(Location identification entries)

****************

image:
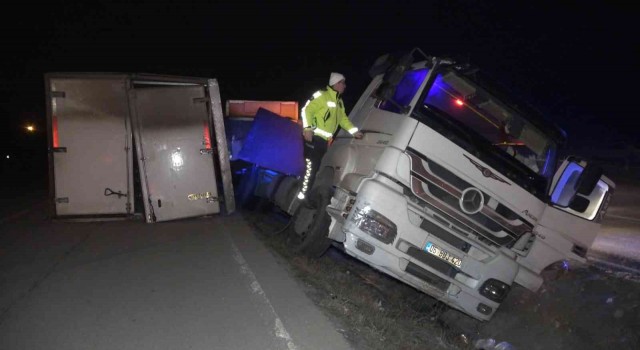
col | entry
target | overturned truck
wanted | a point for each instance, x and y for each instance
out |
(456, 188)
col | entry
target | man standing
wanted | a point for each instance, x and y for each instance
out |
(321, 116)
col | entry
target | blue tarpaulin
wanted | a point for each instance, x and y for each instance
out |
(275, 143)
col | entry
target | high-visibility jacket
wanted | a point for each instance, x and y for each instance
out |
(324, 112)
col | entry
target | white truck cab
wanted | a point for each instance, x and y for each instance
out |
(455, 189)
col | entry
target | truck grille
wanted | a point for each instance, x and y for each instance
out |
(441, 191)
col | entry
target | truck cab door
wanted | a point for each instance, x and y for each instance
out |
(578, 199)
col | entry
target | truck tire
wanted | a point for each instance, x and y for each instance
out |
(308, 233)
(246, 198)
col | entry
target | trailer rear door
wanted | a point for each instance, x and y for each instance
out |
(89, 144)
(173, 140)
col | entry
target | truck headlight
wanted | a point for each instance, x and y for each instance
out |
(374, 224)
(494, 290)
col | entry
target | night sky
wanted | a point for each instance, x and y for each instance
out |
(576, 61)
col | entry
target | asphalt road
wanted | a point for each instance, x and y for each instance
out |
(204, 283)
(618, 241)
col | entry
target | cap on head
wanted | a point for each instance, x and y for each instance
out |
(335, 78)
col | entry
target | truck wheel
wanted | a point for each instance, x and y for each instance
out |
(310, 228)
(246, 198)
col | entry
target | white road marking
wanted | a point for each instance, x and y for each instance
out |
(279, 330)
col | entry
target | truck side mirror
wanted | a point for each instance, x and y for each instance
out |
(579, 204)
(588, 179)
(393, 75)
(380, 66)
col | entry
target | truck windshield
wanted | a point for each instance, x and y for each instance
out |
(478, 119)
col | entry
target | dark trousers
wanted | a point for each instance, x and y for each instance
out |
(313, 153)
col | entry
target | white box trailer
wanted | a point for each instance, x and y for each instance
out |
(108, 131)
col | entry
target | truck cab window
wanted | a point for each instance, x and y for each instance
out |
(492, 120)
(406, 90)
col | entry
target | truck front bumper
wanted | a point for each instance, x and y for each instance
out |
(454, 277)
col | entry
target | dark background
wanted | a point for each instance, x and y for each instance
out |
(576, 61)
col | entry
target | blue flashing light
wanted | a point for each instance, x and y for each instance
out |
(571, 173)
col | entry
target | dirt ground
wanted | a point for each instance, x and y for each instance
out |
(578, 307)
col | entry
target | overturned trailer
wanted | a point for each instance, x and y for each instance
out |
(123, 144)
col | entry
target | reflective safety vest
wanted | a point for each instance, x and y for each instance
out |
(324, 112)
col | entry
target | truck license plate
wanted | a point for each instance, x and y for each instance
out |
(443, 254)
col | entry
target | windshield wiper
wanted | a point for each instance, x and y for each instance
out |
(446, 119)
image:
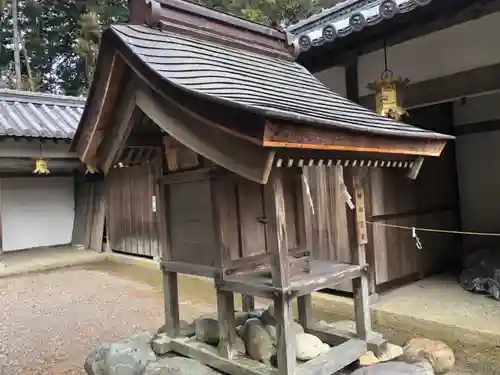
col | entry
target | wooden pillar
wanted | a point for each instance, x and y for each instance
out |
(227, 322)
(170, 284)
(304, 305)
(247, 303)
(360, 285)
(277, 235)
(225, 300)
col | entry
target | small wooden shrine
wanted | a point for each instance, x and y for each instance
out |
(225, 101)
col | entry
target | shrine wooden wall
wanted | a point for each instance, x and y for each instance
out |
(431, 201)
(132, 224)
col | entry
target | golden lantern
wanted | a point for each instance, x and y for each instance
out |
(41, 167)
(91, 170)
(389, 93)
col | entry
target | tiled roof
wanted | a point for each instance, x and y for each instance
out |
(270, 86)
(39, 115)
(347, 17)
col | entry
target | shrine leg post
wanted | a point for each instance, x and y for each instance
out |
(360, 285)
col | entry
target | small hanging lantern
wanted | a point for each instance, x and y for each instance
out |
(41, 167)
(388, 93)
(91, 170)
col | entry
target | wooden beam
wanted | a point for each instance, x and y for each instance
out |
(291, 136)
(207, 355)
(352, 81)
(241, 157)
(472, 82)
(108, 76)
(188, 176)
(360, 285)
(415, 169)
(336, 359)
(114, 142)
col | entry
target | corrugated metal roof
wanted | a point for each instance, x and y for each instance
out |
(347, 17)
(39, 115)
(273, 87)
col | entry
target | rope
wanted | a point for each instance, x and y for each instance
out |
(436, 230)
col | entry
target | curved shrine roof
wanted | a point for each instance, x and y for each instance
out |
(270, 86)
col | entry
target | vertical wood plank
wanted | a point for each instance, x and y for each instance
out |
(225, 312)
(285, 348)
(360, 285)
(253, 240)
(247, 303)
(170, 283)
(304, 305)
(277, 234)
(171, 301)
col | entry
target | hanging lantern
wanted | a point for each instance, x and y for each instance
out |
(91, 170)
(41, 167)
(389, 92)
(388, 95)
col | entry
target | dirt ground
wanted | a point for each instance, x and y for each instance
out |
(51, 321)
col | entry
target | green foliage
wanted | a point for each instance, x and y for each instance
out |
(62, 36)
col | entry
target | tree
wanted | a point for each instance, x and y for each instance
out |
(15, 43)
(61, 37)
(87, 45)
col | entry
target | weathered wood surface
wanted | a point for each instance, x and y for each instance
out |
(90, 213)
(360, 285)
(285, 345)
(334, 360)
(209, 356)
(333, 336)
(225, 313)
(397, 200)
(326, 228)
(292, 136)
(323, 274)
(239, 156)
(133, 226)
(304, 307)
(191, 226)
(189, 268)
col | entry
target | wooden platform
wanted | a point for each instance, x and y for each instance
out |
(322, 274)
(332, 361)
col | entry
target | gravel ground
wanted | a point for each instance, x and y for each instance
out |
(51, 321)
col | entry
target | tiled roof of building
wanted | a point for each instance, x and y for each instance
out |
(269, 86)
(39, 115)
(347, 17)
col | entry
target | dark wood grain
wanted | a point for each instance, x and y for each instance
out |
(334, 360)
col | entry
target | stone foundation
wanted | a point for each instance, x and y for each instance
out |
(149, 354)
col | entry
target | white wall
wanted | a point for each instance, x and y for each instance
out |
(478, 157)
(36, 211)
(460, 48)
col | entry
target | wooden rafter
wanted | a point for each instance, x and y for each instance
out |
(300, 137)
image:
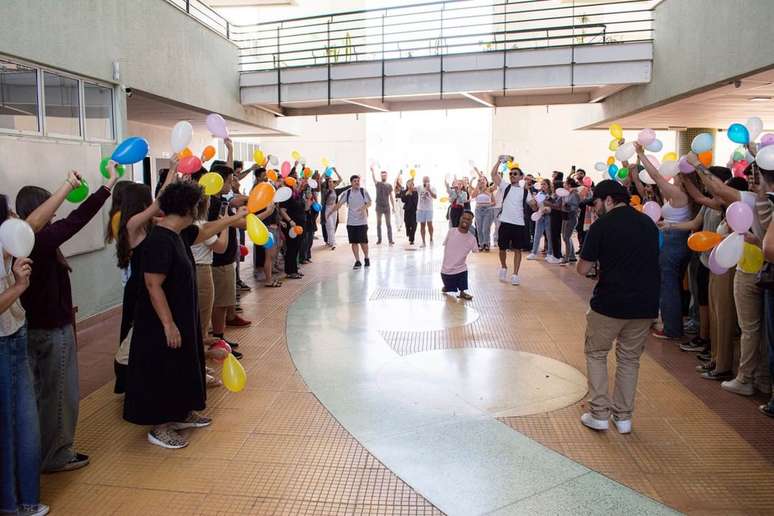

****************

- [To be done] Select each line above that contains the word "shrine". Case counts.

- [Finished task]
target | small wooden shrine
target | shrine wooden wall
target | shrine leg post
target | curved shrine roof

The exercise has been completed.